(Your goal):
Reproduce the lines below word for word, and leave out any picture.

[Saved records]
<<<<

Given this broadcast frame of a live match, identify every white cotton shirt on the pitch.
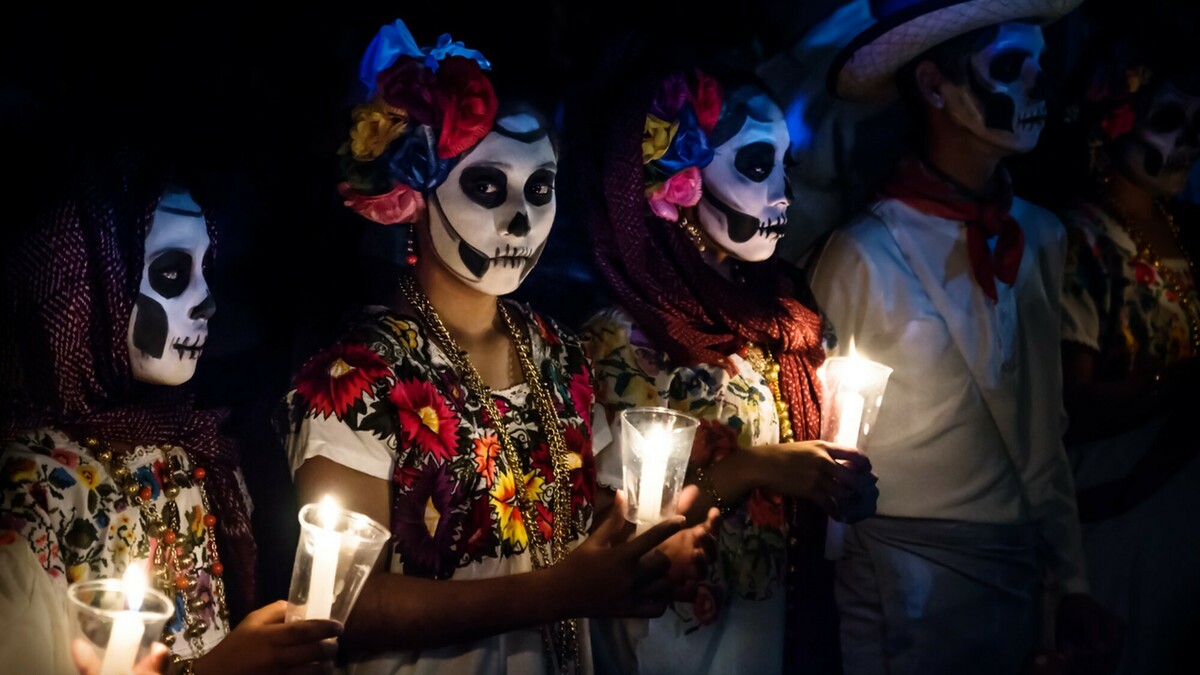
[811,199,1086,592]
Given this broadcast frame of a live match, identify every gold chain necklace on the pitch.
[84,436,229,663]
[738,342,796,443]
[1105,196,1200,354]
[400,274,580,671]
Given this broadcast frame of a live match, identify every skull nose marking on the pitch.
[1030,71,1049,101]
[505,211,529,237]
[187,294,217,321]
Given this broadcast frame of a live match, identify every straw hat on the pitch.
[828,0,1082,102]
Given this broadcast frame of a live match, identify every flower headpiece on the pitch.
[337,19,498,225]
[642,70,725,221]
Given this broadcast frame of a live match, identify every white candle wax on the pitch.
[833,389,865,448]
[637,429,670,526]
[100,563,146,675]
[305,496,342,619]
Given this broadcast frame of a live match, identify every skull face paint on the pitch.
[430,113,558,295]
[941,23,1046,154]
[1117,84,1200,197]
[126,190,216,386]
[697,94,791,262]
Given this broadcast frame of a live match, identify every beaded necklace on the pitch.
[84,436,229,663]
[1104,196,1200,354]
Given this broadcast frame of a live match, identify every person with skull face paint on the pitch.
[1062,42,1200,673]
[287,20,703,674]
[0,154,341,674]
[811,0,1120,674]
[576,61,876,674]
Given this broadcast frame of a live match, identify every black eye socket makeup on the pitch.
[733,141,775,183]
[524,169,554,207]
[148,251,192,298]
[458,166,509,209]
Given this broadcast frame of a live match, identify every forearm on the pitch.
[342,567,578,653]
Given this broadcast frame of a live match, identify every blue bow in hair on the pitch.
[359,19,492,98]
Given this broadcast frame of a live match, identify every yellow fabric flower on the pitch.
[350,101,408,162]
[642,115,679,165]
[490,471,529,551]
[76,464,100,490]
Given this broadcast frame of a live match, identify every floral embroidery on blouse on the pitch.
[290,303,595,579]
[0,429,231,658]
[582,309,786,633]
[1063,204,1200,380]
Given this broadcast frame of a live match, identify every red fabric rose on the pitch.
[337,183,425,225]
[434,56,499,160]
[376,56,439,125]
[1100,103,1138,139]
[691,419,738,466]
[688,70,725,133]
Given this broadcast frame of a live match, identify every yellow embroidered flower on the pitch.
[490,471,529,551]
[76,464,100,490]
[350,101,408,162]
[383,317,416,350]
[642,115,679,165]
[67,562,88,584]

>>>>

(Answer to this task):
Given this broadcast frame of a live match, identify every white cotton shirt on the pitch.
[811,199,1086,592]
Given this broadcast frame of a live match, identify every gold chain necklace on the pitch.
[84,436,229,663]
[738,342,796,443]
[1105,196,1200,354]
[400,274,580,671]
Given this broadcast frame of a live match, identify every skull nose marking on the pitch.
[1030,71,1049,101]
[505,211,529,237]
[187,294,217,321]
Given this broadcast frame of a live match, identify every straw hat on the pitch.
[828,0,1082,102]
Given this broadcast frame of a live match, identify every flower headpiece on the pitch.
[337,19,498,225]
[642,70,725,221]
Given this broadcast frame of a live match, identify every white candle wax on the pitch.
[833,389,865,448]
[637,429,670,526]
[100,563,146,675]
[305,496,342,619]
Given this broadcast frame of a live match, identify every skull face paint on the pitch.
[430,113,558,295]
[941,23,1046,154]
[1117,84,1200,197]
[126,190,216,386]
[697,94,791,262]
Given this broadcast frame of a live match, identify every beaded necklace on the pitch.
[84,436,229,663]
[1104,196,1200,354]
Given this broadcast frame of a live match, identify every person with skull face paint on the pitch.
[1062,42,1200,673]
[287,20,703,674]
[0,154,341,674]
[811,0,1120,674]
[576,61,876,674]
Given this broadcast frame of a live match, identify every black eye socket makeup on the pitch.
[733,141,775,183]
[524,169,554,207]
[148,251,192,298]
[458,166,509,209]
Given this broadcast frame of a live match, identify every forearm on the pitch.
[342,567,578,653]
Given this broadcast frame of a live match, identify every blue bow in hair on the pitch.
[359,19,492,98]
Given this broadcast frame of a live match, identify every yellow fabric flower on the pitch.
[350,101,408,162]
[642,115,679,165]
[490,471,529,551]
[76,464,100,490]
Given this broadcast frame of a live match, identify every floral embroidery on blouse on the pitch.
[290,303,595,579]
[0,429,231,658]
[582,309,786,633]
[1063,204,1200,380]
Given this broadcast frame of a live match, identify every red fabric rose on the pitch.
[337,183,425,225]
[434,56,499,160]
[376,56,439,125]
[1100,103,1138,139]
[691,419,738,466]
[688,70,725,133]
Given this broadcast frame of a live match, identify every yellow embroidered flower on the pitch.
[490,471,529,551]
[76,464,100,490]
[350,101,408,162]
[383,317,416,350]
[642,115,679,165]
[67,562,88,584]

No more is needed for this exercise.